§ **Exercise brief**
Return only the tail of the data below, word for word: the line with "black backpack in the photo above." and each line after it through the final one.

[Stored data entries]
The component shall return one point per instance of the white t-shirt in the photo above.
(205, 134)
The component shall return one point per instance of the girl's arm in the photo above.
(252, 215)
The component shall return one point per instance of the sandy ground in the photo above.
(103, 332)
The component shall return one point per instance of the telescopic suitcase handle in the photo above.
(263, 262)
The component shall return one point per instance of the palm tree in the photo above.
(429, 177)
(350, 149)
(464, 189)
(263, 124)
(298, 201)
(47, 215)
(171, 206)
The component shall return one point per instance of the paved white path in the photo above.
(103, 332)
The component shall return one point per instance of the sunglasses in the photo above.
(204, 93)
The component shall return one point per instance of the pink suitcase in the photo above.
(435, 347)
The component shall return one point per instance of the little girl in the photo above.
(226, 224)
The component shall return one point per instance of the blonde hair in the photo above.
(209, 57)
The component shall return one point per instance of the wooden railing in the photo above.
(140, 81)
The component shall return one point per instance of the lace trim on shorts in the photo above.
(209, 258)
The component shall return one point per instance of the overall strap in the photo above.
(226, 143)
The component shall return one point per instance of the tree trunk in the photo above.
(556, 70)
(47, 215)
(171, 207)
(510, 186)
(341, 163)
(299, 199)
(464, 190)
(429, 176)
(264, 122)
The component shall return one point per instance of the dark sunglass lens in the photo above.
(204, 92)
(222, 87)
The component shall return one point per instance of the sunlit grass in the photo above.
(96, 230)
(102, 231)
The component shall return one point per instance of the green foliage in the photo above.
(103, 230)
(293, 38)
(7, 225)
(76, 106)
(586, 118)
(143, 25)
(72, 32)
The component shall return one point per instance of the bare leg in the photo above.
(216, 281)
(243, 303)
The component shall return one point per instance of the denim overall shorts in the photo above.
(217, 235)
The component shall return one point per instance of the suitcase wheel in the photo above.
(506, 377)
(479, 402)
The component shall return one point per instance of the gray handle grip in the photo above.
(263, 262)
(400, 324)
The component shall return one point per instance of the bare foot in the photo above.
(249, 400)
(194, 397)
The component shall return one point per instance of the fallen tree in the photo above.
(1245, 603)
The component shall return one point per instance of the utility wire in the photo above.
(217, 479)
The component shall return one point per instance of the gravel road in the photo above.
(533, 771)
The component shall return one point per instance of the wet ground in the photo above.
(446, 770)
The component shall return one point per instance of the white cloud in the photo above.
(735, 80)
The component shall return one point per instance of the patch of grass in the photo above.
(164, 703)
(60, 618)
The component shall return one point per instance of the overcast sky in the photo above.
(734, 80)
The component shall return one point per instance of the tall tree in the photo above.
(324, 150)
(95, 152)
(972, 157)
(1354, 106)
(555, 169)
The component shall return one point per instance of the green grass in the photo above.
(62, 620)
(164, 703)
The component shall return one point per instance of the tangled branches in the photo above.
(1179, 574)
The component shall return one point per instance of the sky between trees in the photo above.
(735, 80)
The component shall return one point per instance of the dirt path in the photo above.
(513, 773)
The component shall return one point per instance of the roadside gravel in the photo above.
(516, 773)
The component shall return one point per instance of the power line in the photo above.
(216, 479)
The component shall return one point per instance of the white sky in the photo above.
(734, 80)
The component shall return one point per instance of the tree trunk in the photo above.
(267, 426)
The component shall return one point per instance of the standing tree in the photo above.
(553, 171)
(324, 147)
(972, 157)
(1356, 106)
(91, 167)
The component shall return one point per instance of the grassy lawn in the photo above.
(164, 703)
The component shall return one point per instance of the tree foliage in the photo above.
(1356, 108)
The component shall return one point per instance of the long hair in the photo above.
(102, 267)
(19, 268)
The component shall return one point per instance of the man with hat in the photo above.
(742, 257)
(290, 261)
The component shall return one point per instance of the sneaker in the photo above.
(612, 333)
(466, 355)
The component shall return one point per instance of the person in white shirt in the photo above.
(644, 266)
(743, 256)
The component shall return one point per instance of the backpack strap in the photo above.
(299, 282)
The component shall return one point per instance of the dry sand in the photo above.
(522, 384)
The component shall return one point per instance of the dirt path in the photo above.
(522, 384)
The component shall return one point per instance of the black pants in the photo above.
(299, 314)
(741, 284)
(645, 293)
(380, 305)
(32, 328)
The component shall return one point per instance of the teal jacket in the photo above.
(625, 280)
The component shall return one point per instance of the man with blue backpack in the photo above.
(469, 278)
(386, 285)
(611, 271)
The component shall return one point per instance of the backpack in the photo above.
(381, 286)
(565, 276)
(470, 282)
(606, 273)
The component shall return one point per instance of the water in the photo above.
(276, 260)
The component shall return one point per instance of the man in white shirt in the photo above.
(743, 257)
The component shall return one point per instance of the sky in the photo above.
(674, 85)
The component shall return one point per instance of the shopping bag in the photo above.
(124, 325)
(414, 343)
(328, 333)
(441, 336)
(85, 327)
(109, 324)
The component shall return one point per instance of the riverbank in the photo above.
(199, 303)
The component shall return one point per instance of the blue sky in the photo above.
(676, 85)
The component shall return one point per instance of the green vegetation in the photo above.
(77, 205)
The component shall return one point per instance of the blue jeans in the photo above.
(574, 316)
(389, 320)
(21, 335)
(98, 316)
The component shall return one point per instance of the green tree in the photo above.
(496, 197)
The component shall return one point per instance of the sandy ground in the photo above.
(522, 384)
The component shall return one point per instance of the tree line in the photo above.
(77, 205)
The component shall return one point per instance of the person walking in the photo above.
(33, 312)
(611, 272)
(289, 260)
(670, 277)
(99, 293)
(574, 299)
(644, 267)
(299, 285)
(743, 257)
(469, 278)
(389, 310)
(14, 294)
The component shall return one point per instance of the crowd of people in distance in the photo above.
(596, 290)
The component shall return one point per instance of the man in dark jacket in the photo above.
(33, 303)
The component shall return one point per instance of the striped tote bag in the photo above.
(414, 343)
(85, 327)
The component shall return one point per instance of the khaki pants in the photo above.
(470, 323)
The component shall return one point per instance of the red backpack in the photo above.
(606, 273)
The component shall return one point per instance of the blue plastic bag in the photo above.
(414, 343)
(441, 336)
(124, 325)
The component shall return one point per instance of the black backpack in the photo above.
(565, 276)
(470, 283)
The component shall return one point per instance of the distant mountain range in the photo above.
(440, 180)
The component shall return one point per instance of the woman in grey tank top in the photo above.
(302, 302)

§ **Problem solution**
The component shall return one point per instance of the black backpack in the photo above.
(565, 276)
(470, 283)
The component shall return one point per instance of the distant mountain range in the photo above.
(440, 180)
The component shall return one point per instance of the woman in grey tank top in the photo above.
(302, 302)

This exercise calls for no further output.